Your goal: Restate the records from the line containing "field. The picture is the photo above." through the end of the records, swapping "car tire" for "rubber tire" everywhere it appears and leaving everything else unchanged.

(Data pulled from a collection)
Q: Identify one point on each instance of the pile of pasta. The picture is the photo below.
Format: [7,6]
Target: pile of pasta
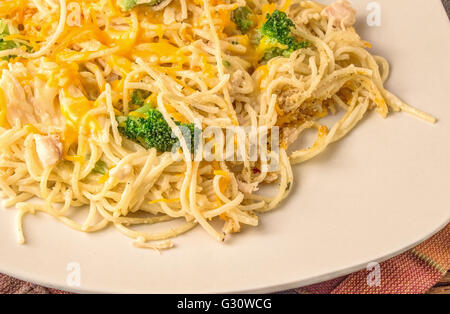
[69,67]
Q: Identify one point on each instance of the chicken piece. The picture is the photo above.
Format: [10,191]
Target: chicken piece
[49,149]
[343,13]
[247,188]
[121,174]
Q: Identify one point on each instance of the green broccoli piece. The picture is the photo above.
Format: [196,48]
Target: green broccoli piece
[8,44]
[276,32]
[139,96]
[149,128]
[242,17]
[128,5]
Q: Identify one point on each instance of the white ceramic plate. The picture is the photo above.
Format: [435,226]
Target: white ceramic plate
[377,193]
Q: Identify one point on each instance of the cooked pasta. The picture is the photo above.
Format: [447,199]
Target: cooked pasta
[88,88]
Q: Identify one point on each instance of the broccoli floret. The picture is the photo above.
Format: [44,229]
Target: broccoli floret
[242,17]
[148,127]
[8,44]
[139,96]
[276,31]
[128,5]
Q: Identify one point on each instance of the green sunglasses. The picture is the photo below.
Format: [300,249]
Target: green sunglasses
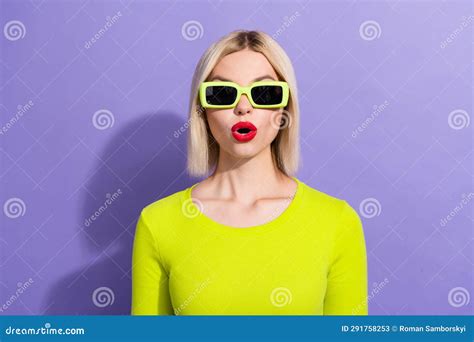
[261,94]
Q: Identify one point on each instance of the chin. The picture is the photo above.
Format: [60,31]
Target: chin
[244,150]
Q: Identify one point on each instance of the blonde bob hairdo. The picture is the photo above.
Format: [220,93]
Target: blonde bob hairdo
[203,150]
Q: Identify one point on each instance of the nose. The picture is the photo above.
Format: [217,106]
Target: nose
[243,106]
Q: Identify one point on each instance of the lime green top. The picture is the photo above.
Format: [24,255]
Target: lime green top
[310,260]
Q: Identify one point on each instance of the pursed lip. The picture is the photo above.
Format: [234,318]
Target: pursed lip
[243,136]
[243,124]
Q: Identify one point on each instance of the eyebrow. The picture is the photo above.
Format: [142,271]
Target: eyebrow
[255,80]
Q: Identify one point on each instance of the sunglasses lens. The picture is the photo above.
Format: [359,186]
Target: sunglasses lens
[220,95]
[267,94]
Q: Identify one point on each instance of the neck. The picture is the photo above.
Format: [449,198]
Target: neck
[247,178]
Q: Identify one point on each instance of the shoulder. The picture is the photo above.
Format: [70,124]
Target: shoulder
[314,197]
[165,206]
[329,206]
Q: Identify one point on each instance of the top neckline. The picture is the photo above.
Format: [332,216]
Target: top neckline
[204,220]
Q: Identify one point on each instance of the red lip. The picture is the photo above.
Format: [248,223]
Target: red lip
[244,131]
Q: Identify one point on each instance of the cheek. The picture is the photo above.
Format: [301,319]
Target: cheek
[270,124]
[218,121]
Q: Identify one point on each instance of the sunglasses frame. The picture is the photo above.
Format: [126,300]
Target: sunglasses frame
[244,90]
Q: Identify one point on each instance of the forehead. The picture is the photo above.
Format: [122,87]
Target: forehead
[243,66]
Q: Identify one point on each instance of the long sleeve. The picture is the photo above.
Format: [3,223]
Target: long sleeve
[150,291]
[346,292]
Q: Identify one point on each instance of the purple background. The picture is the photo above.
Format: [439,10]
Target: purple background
[411,158]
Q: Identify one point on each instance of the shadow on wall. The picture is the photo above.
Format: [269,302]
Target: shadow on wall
[149,168]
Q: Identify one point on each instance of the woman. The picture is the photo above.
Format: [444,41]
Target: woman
[251,238]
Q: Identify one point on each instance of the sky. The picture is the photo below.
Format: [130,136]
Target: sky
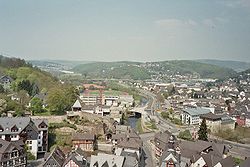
[125,30]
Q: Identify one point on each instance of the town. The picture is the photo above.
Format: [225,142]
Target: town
[129,83]
[187,122]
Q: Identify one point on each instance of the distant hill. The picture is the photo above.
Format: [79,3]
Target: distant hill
[118,70]
[235,65]
[65,63]
[19,70]
[137,70]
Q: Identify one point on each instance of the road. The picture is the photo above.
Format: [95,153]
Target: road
[237,149]
[150,160]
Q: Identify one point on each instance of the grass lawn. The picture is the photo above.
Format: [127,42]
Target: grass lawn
[46,113]
[138,126]
[151,125]
[240,134]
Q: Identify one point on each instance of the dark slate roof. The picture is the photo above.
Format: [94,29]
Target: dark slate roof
[57,155]
[211,116]
[245,163]
[7,147]
[79,160]
[83,136]
[39,121]
[210,160]
[131,159]
[130,143]
[227,162]
[8,122]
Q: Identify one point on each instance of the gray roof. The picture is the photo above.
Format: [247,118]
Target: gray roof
[6,123]
[7,147]
[131,159]
[39,121]
[211,116]
[56,155]
[196,111]
[77,104]
[83,136]
[79,160]
[227,162]
[132,143]
[109,159]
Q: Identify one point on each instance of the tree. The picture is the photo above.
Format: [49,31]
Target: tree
[203,131]
[56,101]
[2,89]
[25,85]
[186,135]
[36,105]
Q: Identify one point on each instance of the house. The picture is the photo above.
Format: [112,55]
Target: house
[245,163]
[241,120]
[131,145]
[55,159]
[111,100]
[77,106]
[85,141]
[162,141]
[227,162]
[76,158]
[12,153]
[217,122]
[107,160]
[102,110]
[204,160]
[33,132]
[126,100]
[247,120]
[171,158]
[191,116]
[6,81]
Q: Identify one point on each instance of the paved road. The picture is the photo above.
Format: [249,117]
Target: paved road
[148,149]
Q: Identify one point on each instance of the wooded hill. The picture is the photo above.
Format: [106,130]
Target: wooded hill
[137,70]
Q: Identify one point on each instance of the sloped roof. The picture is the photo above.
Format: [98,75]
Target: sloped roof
[77,104]
[227,162]
[245,163]
[57,155]
[130,143]
[83,136]
[8,122]
[196,111]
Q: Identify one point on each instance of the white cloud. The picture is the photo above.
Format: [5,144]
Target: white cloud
[209,23]
[235,3]
[175,23]
[214,22]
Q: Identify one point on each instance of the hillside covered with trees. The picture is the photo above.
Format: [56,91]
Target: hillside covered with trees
[141,71]
[31,89]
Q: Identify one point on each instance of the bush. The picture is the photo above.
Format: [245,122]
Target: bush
[165,115]
[186,135]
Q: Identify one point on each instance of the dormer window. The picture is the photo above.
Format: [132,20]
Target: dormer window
[14,129]
[1,128]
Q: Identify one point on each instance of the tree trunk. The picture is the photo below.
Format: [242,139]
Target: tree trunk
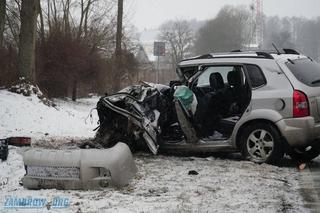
[27,39]
[74,90]
[2,19]
[117,71]
[41,24]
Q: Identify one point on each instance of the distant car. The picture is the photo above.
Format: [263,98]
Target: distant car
[262,103]
[4,151]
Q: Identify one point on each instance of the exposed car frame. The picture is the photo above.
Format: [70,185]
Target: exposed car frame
[268,111]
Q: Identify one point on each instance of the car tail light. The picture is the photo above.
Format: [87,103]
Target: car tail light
[300,104]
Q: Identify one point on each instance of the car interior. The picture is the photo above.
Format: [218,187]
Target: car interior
[223,95]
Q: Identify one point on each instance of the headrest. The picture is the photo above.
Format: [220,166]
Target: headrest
[234,78]
[216,81]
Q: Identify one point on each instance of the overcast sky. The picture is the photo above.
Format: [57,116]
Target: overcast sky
[146,14]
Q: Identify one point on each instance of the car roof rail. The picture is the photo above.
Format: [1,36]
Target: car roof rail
[272,51]
[205,56]
[291,51]
[233,54]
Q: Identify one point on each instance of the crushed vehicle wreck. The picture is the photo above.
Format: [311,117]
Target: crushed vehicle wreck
[78,169]
[250,102]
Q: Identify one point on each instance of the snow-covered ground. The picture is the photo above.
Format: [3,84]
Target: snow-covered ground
[28,116]
[162,183]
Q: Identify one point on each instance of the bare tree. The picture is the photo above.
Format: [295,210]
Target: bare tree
[117,70]
[179,36]
[27,39]
[226,32]
[2,19]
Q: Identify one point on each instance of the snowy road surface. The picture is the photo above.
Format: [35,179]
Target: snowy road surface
[162,184]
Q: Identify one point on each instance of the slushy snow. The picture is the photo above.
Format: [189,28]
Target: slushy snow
[162,183]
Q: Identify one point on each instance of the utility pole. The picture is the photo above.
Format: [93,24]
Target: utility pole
[27,40]
[2,19]
[117,71]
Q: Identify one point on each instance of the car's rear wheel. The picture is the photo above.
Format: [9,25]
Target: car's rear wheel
[261,143]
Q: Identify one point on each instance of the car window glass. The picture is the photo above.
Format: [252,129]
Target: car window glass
[306,71]
[256,76]
[203,79]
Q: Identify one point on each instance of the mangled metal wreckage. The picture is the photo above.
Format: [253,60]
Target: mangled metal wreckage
[151,114]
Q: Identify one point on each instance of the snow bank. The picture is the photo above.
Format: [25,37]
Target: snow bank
[28,116]
[163,185]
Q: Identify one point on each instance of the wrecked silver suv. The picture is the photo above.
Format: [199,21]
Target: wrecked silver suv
[263,104]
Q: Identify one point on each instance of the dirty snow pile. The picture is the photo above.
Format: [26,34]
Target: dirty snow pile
[30,117]
[162,184]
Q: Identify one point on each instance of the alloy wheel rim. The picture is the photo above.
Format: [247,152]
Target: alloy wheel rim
[260,144]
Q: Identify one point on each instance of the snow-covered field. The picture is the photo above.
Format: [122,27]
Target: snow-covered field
[27,116]
[162,183]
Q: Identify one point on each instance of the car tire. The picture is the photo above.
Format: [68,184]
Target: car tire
[304,156]
[261,143]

Answer to the exercise:
Q: Identify one point on each instance of the snow-covered field. The picture is the photo above.
Format: [122,27]
Target: snow-covered field
[27,116]
[162,183]
Q: Identify one point on each instance of the rubber tire. The picture is the photo above.
Format: [68,184]
Target: rubber tire
[304,156]
[261,143]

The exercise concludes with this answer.